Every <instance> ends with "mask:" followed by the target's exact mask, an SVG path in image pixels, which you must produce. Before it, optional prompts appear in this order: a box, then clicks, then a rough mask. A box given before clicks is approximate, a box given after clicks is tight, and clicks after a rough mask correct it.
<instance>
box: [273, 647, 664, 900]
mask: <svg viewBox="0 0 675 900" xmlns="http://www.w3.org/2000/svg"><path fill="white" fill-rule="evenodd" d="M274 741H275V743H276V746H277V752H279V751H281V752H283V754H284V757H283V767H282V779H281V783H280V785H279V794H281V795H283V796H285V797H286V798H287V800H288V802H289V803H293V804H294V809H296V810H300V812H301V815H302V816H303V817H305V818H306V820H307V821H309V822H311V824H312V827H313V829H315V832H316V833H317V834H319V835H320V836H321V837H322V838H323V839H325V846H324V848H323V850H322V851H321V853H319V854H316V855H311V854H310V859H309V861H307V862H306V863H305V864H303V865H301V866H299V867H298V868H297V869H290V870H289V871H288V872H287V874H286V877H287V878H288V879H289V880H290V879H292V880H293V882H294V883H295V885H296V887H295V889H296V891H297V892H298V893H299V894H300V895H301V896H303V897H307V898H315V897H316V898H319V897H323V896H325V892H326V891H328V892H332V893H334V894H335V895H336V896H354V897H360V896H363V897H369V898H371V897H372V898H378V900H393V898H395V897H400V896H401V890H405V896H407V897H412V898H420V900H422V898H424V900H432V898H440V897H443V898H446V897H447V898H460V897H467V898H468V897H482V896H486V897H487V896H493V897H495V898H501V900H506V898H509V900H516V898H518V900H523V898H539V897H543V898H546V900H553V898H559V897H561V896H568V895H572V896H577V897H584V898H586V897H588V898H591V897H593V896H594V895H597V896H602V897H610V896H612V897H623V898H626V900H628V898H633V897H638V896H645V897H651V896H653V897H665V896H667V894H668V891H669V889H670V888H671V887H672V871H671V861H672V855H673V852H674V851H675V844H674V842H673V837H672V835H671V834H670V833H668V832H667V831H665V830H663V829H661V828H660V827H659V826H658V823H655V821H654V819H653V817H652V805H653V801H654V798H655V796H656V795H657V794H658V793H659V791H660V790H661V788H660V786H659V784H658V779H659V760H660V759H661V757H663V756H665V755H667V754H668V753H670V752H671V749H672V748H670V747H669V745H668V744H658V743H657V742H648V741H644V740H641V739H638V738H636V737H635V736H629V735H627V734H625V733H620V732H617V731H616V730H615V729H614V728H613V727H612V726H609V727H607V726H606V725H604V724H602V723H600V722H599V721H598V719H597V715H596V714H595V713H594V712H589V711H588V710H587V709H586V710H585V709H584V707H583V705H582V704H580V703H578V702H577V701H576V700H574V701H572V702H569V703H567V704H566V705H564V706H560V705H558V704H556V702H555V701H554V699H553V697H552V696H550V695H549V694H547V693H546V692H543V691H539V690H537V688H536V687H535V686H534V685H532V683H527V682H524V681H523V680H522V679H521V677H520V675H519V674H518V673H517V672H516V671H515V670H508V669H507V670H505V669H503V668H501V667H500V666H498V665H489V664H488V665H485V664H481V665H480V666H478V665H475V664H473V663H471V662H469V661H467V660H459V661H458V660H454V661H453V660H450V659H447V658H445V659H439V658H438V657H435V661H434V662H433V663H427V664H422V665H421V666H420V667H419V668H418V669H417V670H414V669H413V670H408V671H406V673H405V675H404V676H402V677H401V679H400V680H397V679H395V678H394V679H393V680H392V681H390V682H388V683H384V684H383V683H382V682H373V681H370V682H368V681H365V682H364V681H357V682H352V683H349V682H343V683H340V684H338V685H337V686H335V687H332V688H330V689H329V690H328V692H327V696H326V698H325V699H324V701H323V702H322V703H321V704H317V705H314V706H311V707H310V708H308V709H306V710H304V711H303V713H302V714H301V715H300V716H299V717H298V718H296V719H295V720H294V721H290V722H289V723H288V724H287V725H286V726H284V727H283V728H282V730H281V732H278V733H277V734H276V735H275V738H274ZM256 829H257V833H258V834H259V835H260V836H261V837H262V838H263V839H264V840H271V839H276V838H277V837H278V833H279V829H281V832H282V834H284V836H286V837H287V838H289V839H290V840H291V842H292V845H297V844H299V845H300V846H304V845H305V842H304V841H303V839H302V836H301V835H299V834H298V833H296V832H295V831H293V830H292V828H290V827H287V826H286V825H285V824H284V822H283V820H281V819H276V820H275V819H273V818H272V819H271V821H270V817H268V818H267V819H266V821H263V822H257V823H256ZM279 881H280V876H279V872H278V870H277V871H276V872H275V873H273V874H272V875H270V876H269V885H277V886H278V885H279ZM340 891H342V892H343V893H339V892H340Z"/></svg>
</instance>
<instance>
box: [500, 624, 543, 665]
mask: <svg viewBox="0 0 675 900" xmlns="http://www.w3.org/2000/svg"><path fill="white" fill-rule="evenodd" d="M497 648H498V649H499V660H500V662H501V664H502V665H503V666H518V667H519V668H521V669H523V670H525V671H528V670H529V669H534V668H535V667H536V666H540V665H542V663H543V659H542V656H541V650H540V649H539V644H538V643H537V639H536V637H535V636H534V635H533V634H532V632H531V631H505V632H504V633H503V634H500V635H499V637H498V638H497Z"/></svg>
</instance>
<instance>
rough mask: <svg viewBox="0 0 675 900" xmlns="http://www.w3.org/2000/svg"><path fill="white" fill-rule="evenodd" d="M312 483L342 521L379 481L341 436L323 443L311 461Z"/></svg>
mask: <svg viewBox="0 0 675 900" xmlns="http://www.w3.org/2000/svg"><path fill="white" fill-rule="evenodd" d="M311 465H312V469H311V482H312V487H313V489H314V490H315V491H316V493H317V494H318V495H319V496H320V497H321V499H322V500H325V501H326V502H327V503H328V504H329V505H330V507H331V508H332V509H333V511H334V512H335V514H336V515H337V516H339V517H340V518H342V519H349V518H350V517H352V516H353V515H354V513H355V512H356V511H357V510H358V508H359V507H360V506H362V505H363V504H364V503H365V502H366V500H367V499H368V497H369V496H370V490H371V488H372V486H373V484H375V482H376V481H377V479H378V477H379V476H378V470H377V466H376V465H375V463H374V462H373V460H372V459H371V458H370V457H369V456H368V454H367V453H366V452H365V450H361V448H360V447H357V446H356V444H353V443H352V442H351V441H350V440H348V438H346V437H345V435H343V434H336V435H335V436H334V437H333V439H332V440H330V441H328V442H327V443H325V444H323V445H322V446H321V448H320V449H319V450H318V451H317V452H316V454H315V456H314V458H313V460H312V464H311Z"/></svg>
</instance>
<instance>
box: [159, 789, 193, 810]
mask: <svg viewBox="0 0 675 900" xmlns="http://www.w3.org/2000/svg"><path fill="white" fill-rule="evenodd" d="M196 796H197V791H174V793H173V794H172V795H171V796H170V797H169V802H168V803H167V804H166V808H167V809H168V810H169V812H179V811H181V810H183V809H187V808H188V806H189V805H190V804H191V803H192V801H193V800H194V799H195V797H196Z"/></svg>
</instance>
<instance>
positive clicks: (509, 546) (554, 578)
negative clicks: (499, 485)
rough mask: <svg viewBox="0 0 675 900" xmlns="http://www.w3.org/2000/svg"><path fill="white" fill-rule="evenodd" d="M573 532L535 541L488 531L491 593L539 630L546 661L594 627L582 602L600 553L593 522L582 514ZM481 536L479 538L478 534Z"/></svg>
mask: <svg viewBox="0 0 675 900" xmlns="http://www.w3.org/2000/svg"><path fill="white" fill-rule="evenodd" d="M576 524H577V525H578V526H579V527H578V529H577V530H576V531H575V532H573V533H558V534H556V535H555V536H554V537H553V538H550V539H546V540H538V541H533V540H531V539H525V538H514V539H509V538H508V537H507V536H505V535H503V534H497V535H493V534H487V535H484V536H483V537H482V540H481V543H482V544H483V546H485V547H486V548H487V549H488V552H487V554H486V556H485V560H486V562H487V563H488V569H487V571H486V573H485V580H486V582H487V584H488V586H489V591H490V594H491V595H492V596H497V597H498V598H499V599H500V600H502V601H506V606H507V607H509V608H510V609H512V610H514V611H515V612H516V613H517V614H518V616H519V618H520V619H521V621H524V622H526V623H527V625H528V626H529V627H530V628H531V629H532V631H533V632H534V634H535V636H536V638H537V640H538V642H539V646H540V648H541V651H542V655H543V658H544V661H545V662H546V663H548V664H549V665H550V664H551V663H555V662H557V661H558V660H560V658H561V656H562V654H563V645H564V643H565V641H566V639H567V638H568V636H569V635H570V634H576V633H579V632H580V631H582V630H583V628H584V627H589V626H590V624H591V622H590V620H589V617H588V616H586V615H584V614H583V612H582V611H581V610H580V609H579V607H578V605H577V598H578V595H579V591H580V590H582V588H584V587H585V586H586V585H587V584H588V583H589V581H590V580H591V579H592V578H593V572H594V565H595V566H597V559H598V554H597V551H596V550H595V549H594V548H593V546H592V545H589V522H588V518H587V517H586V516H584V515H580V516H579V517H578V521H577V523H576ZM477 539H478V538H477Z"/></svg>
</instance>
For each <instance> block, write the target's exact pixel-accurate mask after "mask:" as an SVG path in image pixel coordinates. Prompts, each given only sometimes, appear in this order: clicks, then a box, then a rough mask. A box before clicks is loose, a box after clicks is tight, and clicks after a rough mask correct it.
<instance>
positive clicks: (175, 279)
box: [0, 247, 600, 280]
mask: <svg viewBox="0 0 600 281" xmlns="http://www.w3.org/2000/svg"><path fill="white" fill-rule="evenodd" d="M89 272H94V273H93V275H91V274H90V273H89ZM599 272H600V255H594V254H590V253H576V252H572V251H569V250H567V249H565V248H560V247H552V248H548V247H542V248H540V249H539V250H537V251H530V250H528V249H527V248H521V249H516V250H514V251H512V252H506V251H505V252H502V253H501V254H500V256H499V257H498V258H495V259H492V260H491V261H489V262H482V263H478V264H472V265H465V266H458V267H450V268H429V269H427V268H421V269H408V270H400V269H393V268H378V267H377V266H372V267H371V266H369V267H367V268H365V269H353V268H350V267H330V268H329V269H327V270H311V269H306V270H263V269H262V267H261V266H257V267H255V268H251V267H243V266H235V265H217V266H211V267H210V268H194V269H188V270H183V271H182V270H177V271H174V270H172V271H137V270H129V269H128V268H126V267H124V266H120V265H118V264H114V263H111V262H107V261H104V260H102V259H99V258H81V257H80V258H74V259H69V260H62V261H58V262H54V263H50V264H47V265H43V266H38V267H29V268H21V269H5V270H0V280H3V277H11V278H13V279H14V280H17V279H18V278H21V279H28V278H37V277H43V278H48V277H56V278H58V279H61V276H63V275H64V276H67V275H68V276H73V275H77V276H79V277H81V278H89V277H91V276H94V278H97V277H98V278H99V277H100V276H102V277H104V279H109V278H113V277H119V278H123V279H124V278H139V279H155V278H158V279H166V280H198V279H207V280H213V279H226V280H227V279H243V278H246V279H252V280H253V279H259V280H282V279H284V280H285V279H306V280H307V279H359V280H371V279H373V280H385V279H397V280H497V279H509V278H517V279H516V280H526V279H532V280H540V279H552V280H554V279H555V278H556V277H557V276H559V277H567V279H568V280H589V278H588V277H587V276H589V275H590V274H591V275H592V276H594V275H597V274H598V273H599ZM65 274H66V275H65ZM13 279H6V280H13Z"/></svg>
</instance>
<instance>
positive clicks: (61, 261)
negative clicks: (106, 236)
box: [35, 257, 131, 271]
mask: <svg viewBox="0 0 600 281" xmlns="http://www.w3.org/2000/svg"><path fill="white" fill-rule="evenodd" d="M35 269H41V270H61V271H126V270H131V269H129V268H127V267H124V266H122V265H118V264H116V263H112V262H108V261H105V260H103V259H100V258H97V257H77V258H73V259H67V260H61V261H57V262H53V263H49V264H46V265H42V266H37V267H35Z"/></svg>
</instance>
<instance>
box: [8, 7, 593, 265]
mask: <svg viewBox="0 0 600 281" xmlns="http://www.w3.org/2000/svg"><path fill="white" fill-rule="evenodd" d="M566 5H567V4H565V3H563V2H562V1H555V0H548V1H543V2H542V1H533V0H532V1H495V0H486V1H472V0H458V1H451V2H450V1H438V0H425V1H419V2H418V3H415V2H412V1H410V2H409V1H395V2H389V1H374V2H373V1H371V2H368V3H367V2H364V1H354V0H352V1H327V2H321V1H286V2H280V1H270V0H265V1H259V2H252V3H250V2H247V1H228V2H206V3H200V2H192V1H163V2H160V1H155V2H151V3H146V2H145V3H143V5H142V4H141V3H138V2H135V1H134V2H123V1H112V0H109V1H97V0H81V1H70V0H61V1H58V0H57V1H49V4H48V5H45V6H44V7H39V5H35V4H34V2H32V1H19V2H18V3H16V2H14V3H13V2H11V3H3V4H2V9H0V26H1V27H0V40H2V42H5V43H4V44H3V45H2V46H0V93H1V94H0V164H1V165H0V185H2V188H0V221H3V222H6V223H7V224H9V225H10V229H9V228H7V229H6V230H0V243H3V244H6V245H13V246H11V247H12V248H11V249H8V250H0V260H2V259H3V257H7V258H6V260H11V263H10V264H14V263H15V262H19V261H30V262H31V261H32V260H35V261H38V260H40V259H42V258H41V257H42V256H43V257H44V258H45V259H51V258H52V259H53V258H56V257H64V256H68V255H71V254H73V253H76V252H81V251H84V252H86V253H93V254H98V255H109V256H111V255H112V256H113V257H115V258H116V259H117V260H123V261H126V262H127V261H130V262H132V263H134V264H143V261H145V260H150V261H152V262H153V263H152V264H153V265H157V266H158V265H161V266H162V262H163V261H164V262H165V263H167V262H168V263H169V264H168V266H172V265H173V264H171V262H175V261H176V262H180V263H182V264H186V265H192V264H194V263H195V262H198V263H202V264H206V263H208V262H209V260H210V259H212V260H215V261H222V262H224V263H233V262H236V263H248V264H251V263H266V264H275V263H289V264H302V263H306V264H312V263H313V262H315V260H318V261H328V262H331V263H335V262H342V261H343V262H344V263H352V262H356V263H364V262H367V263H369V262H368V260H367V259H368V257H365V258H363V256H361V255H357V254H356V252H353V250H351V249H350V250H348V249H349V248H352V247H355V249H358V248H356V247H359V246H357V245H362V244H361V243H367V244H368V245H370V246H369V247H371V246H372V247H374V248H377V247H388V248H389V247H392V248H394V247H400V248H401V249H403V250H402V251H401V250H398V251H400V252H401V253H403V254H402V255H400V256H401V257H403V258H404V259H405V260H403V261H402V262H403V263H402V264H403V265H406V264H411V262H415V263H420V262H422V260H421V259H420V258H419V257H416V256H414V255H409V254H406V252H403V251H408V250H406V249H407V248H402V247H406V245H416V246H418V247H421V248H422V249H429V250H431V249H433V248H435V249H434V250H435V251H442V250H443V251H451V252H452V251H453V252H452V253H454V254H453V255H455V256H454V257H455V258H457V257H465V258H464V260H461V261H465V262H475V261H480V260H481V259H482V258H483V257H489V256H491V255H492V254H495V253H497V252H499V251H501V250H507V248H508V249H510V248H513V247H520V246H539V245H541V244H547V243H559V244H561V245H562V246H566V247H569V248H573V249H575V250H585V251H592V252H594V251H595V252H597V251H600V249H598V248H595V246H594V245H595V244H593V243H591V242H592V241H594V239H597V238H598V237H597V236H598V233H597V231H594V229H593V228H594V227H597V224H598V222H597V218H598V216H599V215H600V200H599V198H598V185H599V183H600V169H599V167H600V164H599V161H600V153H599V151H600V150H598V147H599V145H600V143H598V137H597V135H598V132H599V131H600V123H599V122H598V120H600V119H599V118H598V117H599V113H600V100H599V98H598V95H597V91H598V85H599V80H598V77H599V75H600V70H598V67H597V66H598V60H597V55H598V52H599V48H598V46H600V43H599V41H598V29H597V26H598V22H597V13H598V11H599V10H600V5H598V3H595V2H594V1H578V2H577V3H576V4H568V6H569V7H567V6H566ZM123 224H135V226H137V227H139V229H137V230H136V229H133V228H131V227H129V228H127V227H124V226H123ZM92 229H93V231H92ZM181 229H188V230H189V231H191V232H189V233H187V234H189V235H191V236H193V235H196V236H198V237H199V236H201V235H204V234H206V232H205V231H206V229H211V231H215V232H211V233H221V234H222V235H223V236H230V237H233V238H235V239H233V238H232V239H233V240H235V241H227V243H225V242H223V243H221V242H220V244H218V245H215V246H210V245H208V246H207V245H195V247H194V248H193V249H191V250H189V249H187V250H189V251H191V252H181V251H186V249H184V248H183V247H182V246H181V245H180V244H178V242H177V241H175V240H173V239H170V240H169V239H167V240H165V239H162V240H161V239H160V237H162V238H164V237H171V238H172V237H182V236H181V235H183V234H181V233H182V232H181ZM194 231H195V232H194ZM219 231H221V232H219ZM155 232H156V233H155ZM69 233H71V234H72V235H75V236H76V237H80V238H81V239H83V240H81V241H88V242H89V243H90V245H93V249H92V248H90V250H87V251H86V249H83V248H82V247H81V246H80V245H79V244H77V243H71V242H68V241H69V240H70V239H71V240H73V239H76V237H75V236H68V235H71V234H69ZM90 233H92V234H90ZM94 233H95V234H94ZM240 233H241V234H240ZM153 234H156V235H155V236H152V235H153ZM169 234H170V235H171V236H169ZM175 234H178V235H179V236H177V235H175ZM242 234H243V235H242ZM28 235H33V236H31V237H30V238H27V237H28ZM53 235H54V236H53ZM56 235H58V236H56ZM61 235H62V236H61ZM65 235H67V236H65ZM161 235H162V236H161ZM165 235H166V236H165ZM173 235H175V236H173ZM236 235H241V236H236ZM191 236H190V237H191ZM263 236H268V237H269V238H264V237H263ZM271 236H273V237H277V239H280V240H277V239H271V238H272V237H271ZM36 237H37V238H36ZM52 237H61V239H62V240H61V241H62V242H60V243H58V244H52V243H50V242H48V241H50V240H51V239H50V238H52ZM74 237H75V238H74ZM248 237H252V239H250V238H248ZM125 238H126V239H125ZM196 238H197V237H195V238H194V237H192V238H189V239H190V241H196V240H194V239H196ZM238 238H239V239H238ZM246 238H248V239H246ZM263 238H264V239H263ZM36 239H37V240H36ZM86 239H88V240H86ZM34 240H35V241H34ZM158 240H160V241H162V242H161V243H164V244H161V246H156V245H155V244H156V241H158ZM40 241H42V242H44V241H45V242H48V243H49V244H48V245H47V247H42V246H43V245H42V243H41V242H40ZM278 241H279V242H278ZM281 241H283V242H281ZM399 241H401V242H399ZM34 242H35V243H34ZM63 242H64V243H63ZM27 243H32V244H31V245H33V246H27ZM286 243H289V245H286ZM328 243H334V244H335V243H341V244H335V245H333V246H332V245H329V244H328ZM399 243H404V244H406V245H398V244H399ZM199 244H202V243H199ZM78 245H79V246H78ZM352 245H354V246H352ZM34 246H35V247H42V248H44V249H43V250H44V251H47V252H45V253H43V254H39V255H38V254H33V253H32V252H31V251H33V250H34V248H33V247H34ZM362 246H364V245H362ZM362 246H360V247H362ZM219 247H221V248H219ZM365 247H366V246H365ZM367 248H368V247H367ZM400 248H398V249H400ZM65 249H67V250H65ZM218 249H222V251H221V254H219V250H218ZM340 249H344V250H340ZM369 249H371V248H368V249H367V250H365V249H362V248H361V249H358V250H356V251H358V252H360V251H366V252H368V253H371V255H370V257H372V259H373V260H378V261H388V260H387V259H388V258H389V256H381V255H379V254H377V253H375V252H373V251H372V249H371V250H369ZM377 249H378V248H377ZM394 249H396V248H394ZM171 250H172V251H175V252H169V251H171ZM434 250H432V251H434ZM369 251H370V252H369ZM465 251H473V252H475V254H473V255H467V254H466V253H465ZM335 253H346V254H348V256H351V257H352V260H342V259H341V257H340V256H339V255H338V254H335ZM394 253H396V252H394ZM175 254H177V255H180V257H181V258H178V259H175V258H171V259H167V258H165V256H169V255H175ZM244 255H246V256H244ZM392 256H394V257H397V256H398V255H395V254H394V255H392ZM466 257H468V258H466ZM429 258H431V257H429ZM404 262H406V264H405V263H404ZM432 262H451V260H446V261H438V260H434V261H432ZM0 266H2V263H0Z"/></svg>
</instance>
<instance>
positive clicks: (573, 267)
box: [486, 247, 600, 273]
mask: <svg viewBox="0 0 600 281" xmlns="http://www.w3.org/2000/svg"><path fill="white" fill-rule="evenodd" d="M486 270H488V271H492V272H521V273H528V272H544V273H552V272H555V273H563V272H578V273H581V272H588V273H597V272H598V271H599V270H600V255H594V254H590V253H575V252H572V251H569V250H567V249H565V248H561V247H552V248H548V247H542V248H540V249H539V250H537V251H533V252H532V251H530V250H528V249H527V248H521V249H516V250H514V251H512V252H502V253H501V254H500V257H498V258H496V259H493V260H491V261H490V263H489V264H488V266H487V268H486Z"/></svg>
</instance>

**********

• [Action item]:
Go through the records and report each line that contains "negative".

• [Expected answer]:
negative clicks: (499, 485)
negative clicks: (106, 236)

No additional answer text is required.